→ **Task statement**
Rewrite all of the records below with every "reporting the position" changed to "giving the location", keeping everything else the same.

--- start Source material ---

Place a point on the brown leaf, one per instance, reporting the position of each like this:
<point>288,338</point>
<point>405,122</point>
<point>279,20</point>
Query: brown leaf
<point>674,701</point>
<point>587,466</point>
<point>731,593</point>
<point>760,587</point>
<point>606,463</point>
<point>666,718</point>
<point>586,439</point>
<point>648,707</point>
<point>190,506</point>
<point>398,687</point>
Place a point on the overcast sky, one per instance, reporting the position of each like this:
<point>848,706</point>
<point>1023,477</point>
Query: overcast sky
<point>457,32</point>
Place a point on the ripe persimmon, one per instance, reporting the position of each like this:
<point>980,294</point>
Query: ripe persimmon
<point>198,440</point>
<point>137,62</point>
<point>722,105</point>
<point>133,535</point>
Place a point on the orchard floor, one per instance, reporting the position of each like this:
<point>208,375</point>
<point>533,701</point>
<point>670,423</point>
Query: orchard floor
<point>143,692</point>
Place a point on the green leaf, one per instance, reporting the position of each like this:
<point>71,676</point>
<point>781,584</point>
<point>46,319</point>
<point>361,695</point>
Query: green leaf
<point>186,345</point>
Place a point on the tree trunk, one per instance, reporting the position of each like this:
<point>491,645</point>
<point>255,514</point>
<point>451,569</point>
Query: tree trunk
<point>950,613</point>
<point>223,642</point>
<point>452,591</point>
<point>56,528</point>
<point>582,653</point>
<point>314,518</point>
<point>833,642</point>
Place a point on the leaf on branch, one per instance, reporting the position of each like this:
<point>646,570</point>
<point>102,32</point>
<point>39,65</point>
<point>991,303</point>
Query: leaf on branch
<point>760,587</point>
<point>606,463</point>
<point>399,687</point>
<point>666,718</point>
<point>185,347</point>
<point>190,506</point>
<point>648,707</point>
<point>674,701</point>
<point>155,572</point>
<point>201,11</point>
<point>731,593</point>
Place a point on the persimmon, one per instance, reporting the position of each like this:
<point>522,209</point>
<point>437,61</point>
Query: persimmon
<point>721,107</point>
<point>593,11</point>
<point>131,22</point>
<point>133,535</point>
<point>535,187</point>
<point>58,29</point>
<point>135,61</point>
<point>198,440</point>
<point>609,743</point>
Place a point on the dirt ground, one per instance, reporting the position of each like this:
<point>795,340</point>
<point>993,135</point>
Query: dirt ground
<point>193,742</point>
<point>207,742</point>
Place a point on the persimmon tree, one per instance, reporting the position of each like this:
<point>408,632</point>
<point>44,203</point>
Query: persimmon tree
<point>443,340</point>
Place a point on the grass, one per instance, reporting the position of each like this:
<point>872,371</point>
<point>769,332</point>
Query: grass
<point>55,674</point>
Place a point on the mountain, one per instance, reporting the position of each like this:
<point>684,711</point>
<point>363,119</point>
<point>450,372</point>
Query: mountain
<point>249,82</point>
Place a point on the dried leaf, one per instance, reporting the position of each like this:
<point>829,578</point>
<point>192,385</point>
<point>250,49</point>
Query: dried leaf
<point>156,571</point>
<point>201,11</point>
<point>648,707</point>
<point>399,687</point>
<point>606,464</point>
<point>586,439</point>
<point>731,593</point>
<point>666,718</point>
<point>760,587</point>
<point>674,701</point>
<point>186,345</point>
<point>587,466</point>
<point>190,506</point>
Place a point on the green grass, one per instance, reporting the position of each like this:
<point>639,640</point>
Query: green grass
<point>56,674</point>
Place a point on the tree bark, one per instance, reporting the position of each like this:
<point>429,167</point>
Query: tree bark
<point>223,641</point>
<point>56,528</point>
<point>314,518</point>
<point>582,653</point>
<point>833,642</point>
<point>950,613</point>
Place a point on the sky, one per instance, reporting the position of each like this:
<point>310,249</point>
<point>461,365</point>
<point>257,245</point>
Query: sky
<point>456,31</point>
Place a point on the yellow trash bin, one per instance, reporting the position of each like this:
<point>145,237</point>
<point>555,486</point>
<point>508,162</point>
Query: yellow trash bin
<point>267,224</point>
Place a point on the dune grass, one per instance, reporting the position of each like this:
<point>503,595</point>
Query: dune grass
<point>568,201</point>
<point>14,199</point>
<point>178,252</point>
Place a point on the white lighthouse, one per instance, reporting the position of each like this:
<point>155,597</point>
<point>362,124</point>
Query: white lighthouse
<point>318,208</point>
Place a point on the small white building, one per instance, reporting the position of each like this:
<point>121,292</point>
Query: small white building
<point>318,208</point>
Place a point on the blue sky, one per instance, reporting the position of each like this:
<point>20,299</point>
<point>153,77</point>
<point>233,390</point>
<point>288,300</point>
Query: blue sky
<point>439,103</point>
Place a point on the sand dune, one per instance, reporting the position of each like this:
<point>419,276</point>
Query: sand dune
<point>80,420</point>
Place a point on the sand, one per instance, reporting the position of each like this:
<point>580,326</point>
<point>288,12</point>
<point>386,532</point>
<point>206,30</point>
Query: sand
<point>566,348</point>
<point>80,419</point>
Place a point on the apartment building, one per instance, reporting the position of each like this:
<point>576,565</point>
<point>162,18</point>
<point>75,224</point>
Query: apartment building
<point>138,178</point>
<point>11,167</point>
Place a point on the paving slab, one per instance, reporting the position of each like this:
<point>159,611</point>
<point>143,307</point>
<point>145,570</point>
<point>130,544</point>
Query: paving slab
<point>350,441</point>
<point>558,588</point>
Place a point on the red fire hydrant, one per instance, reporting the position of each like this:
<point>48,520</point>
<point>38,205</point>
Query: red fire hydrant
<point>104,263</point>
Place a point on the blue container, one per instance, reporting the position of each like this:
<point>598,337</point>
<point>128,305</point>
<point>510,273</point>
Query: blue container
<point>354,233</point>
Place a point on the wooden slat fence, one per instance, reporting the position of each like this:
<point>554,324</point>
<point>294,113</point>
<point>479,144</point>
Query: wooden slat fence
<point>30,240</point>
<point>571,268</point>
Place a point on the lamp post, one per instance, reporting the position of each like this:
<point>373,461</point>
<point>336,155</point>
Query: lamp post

--- end Source material ---

→ **Task result**
Place a point on the brown leaf, one per instance, giving the location of each like this:
<point>288,338</point>
<point>405,122</point>
<point>279,20</point>
Query: brown leaf
<point>674,701</point>
<point>587,466</point>
<point>731,593</point>
<point>760,587</point>
<point>606,463</point>
<point>666,718</point>
<point>586,439</point>
<point>648,707</point>
<point>190,506</point>
<point>398,687</point>
Place a point on the overcast sky, one per instance, giving the location of each like this:
<point>848,706</point>
<point>1023,477</point>
Query: overcast sky
<point>457,32</point>
Place a point on the ripe persimmon, one per instance, giving the location of each like this:
<point>980,294</point>
Query: ripe persimmon
<point>198,440</point>
<point>137,62</point>
<point>722,105</point>
<point>133,535</point>
Place a point on the orchard floor, one per instance, giving the location of each like this:
<point>208,375</point>
<point>533,701</point>
<point>670,423</point>
Query: orchard floor
<point>143,692</point>
Place a point on the green leaf, one per instance, giving the location of each like this:
<point>71,676</point>
<point>781,584</point>
<point>46,319</point>
<point>361,695</point>
Query: green leaf
<point>186,345</point>
Place a point on the tree trunk, one per instance, giving the location of each like this:
<point>491,645</point>
<point>255,514</point>
<point>451,569</point>
Query: tree trunk
<point>950,613</point>
<point>223,642</point>
<point>452,591</point>
<point>56,528</point>
<point>582,653</point>
<point>314,518</point>
<point>833,642</point>
Place a point on the leaf on branch, one per instance, giving the location of each like this:
<point>646,570</point>
<point>102,32</point>
<point>39,65</point>
<point>991,303</point>
Query: leaf on branch
<point>760,587</point>
<point>606,463</point>
<point>399,687</point>
<point>666,718</point>
<point>185,347</point>
<point>190,506</point>
<point>648,707</point>
<point>674,701</point>
<point>155,572</point>
<point>201,11</point>
<point>731,593</point>
Place a point on the persimmon, one per instance, giving the location of each like this:
<point>522,209</point>
<point>437,61</point>
Query: persimmon
<point>721,107</point>
<point>593,11</point>
<point>131,22</point>
<point>133,535</point>
<point>535,187</point>
<point>58,29</point>
<point>135,61</point>
<point>198,440</point>
<point>609,743</point>
Place a point on the dirt ground, one per instance, giving the location of each like this:
<point>795,340</point>
<point>993,135</point>
Query: dirt ground
<point>193,742</point>
<point>207,742</point>
Place a point on the persimmon tree, one per instance, giving the location of each like this:
<point>408,632</point>
<point>44,203</point>
Query: persimmon tree
<point>443,340</point>
Place a point on the grass, one per instance, giving the location of each like this:
<point>872,371</point>
<point>769,332</point>
Query: grass
<point>55,674</point>
Place a point on the mountain, one per instance, giving the location of each like this:
<point>684,711</point>
<point>363,119</point>
<point>450,372</point>
Query: mountain
<point>249,82</point>
Place a point on the dried leaf, one per instance, giving the location of each like this:
<point>829,578</point>
<point>192,385</point>
<point>250,49</point>
Query: dried leaf
<point>156,571</point>
<point>201,11</point>
<point>648,707</point>
<point>399,687</point>
<point>606,464</point>
<point>586,439</point>
<point>731,593</point>
<point>666,718</point>
<point>760,587</point>
<point>674,701</point>
<point>186,345</point>
<point>587,466</point>
<point>190,506</point>
Place a point on the green grass, one per instance, giving the location of each like this:
<point>639,640</point>
Query: green grass
<point>56,674</point>
Place a point on the tree bark, one per instance, giving the location of each like this:
<point>429,167</point>
Query: tree bark
<point>223,641</point>
<point>56,528</point>
<point>314,518</point>
<point>582,653</point>
<point>833,642</point>
<point>950,613</point>
Place a point on the sky, one per instance, giving the location of each like this:
<point>310,249</point>
<point>461,365</point>
<point>257,245</point>
Query: sky
<point>456,31</point>
Place a point on the yellow trash bin, one per instance, giving the location of each like this:
<point>145,237</point>
<point>555,486</point>
<point>508,162</point>
Query: yellow trash bin
<point>267,224</point>
Place a point on the dune grass, one per instance, giving the location of each like this:
<point>503,595</point>
Query: dune grass
<point>568,201</point>
<point>14,199</point>
<point>178,252</point>
Place a point on the white lighthouse, one per instance, giving the location of each like this:
<point>155,597</point>
<point>362,124</point>
Query: white lighthouse
<point>318,208</point>
Place a point on the small white building, one per instance, giving the location of each like this:
<point>121,292</point>
Query: small white building
<point>318,208</point>
Place a point on the blue sky, one per instance, giving the location of each like this:
<point>20,299</point>
<point>153,77</point>
<point>233,390</point>
<point>288,300</point>
Query: blue sky
<point>439,103</point>
Place a point on the sand dune, one per instance, giving the location of each like this:
<point>419,276</point>
Query: sand dune
<point>80,420</point>
Place a point on the sand, one per instance, giving the location of each like this:
<point>580,326</point>
<point>288,12</point>
<point>386,532</point>
<point>206,30</point>
Query: sand
<point>566,348</point>
<point>80,419</point>
Place a point on the apartment building, one per instance, giving the location of each like this:
<point>576,565</point>
<point>162,18</point>
<point>75,224</point>
Query: apartment building
<point>138,178</point>
<point>11,167</point>
Place a point on the paving slab, one per instance, giving the location of each like this:
<point>159,611</point>
<point>143,307</point>
<point>145,570</point>
<point>130,544</point>
Query: paving slab
<point>350,441</point>
<point>558,588</point>
Place a point on the red fire hydrant, one per instance, giving the location of each like this:
<point>48,520</point>
<point>38,205</point>
Query: red fire hydrant
<point>104,263</point>
Place a point on the blue container, one per instance, giving the location of each like this:
<point>598,337</point>
<point>128,305</point>
<point>510,273</point>
Query: blue container
<point>354,233</point>
Place a point on the wooden slat fence, one per instance, giving the location of each like this:
<point>554,324</point>
<point>294,113</point>
<point>479,144</point>
Query: wooden slat fence
<point>30,240</point>
<point>571,268</point>
Place a point on the lamp post, one per instance, giving the location of each like this:
<point>373,461</point>
<point>336,155</point>
Query: lamp post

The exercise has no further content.